VORLIEGENDER TEXT>
Bezirk Scheibbs: Der Haken beim Wahlrecht

Renate Gruber ist bei dem neuen Gesetz zweigeteilt. | Foto: SPÖ
  • Renate Gruber ist bei dem neuen Gesetz zweigeteilt.
  • Foto: SPÖ
  • hochgeladen von Roland Mayr

BEZIRK SCHEIBBS. Bislang dürfen Zweitwohnsitzer in allen Orten an der Gemeinderatswahl teilnehmen, an denen sie gemeldet sind. Und auch Wiener dürfen den NÖ Landtag wählen, wenn sie hier ein Haus besitzen. Doch das könnte sich nun ändern. Künftig muss man den „wirtschaftlichen, beruflichen oder gesellschaftlichen Mittelpunkt“ seines Lebens in Niederösterreich haben, um hier seine Stimme abgeben zu dürfen.
Die Krux dabei: Am Ende entscheidet der Bürgermeister, denn zwangsläufig ist das Stimmrecht nicht weg.

DATENZEILEN>
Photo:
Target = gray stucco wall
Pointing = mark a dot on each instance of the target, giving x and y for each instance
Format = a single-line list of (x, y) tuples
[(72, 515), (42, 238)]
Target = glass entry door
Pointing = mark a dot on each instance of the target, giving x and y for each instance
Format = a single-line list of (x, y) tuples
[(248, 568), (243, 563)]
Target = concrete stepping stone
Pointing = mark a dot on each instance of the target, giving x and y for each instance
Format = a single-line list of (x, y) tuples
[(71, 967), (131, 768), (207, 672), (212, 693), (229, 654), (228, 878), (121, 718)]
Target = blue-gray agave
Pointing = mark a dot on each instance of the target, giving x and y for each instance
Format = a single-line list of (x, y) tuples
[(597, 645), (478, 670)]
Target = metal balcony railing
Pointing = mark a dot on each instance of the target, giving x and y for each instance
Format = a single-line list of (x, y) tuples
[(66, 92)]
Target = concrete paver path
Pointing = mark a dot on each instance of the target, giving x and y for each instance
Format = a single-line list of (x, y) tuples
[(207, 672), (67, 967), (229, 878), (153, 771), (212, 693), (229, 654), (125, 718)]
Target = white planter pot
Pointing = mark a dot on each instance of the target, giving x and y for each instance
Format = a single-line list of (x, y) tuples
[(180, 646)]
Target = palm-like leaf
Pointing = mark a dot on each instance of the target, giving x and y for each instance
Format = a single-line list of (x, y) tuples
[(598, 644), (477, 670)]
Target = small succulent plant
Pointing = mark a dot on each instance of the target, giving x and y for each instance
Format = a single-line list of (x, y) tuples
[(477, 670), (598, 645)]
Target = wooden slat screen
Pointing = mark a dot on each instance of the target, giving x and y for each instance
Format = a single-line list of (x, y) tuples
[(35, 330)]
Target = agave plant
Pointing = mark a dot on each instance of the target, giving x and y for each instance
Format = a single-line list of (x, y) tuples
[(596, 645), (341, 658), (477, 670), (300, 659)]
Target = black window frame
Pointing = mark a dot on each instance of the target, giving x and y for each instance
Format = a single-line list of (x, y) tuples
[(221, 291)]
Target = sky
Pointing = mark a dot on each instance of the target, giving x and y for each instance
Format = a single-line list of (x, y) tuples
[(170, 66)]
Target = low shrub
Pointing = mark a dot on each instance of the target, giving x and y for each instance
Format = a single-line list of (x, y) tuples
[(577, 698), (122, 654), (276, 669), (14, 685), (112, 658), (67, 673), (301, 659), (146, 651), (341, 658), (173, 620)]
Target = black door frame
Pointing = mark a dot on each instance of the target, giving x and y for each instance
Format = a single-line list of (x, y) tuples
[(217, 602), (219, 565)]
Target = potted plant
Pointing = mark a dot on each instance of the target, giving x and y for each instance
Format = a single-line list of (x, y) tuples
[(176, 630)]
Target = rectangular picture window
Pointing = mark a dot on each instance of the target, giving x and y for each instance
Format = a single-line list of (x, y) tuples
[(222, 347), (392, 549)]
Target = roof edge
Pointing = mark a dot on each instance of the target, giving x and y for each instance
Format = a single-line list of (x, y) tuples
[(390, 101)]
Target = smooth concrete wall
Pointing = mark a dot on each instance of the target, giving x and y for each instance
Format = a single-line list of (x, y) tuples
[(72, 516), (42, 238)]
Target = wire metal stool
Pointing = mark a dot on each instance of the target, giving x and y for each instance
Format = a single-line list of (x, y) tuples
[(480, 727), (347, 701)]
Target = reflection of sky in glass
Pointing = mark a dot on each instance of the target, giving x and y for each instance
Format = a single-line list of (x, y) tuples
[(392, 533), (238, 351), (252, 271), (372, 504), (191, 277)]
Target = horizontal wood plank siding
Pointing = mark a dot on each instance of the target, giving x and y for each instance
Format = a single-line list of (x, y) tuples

WAS ZU TUN IST>
a) Wer entscheidet laut dem Artikel über das Wahlrecht im Bezirk Scheibbs am Ende darüber, ob man wählen darf?
b) Gib aus dem Artikel über das Wahlrecht im Bezirk Scheibbs alles von „Bezirk Scheibbs: Der“ bis hinunter zu „Stimmrecht nicht weg.“ wortgetreu wieder.
c) Führe den Artikel über das Wahlrecht im Bezirk Scheibbs nach seinem letzten Satz weiter.

DIE ANTWORTEN>
a) Der Bürgermeister.

b)
Bezirk Scheibbs: Der Haken beim Wahlrecht

Renate Gruber ist bei dem neuen Gesetz zweigeteilt. | Foto: SPÖ
  • Renate Gruber ist bei dem neuen Gesetz zweigeteilt.
  • Foto: SPÖ
  • hochgeladen von Roland Mayr

BEZIRK SCHEIBBS. Bislang dürfen Zweitwohnsitzer in allen Orten an der Gemeinderatswahl teilnehmen, an denen sie gemeldet sind. Und auch Wiener dürfen den NÖ Landtag wählen, wenn sie hier ein Haus besitzen. Doch das könnte sich nun ändern. Künftig muss man den „wirtschaftlichen, beruflichen oder gesellschaftlichen Mittelpunkt“ seines Lebens in Niederösterreich haben, um hier seine Stimme abgeben zu dürfen.
Die Krux dabei: Am Ende entscheidet der Bürgermeister, denn zwangsläufig ist das Stimmrecht nicht weg.

c)
Christian Müller von den Grünen aus Purgstall sieht das neue Gesetz zu den Landesbürgerevidenzen etwas kritisch: "Das wurde nur gemacht, um vor der Wahl noch mehr Wähler zu bekommen." Denn letztendlich entscheidet der Bürgermeister der Gemeinde ob eine Person aus dem Wählerevidenzblatt gestrichen wird oder nicht. Von 573 Gemeinden in Niederösterreich haben 434 einen Bürgermeister der ÖVP. Christian Müller weiter: "Man darf dabei nicht alle über einen Kamm scheren und muss von Fall zu Fall entscheiden." Vom neuen Gesetz, das nur mit Stimmen der ÖVP und des Team Stronach beschlossen wurde, sind insgesamt 120.000 Personen mit Zweitwohnsitz in Niederösterreich betroffen – ein gewaltiges Wählerpotenzial.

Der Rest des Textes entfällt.